§ Task goal
Give the lines below as a two-column CSV with the headers text and answer, one row for each line beginning "Exercise." with that line in text and the points that follow it in answer. Quote every field, turn line breaks into spaces, and leave the pictures out.

§ Stored items from a collection
________

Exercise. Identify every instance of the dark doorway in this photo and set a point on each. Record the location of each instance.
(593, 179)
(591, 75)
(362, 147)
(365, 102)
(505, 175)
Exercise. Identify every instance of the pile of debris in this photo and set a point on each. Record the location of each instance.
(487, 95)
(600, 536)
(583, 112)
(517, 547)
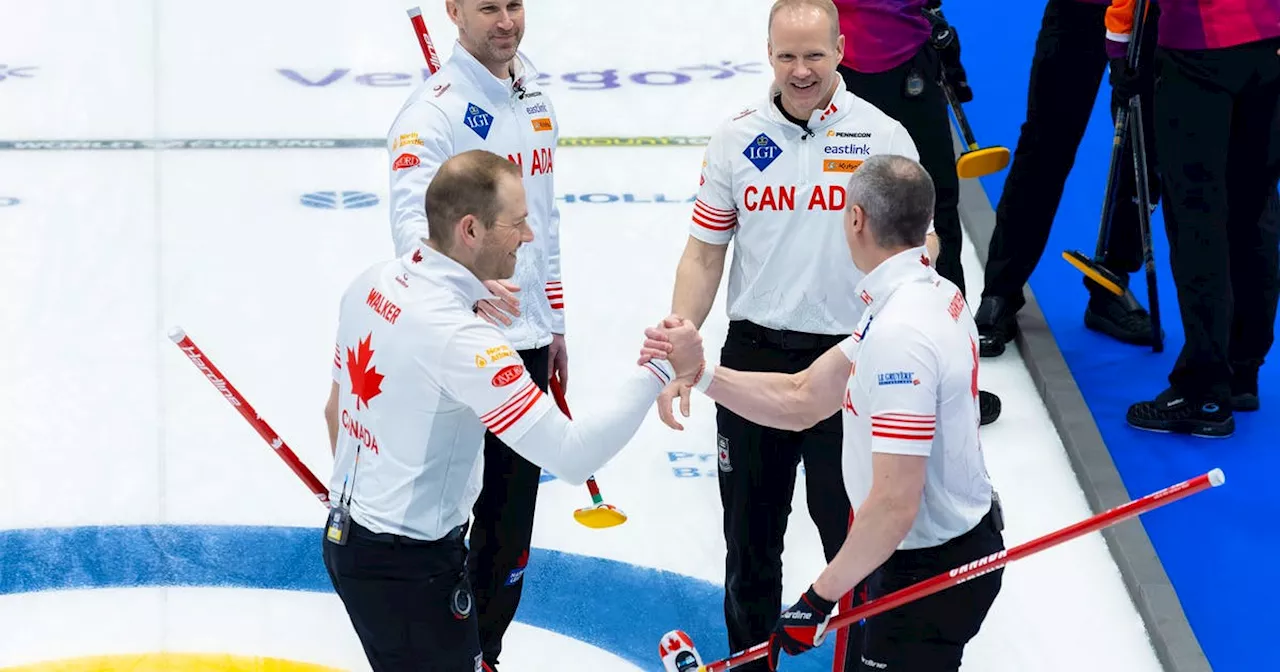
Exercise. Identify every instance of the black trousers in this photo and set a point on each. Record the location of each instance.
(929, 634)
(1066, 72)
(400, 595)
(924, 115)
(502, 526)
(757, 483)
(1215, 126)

________

§ Solution for this problem
text,answer
"Exercise. Identify every instance of the dark doorway in this photo and set a point on each. Record the location of each instance.","(593, 179) (591, 75) (362, 147) (365, 102) (505, 175)"
"Exercise. Identify every instance of the pile of debris in this photo and set a point on each. Record the location of each instance.","(487, 95) (600, 536) (583, 112) (517, 547)"
"Exercise. Identify every instance of the black trousers in this photo and set a point on each. Record the location of each instance.","(929, 634) (1066, 72) (400, 595) (924, 115) (502, 526) (757, 483) (1215, 126)"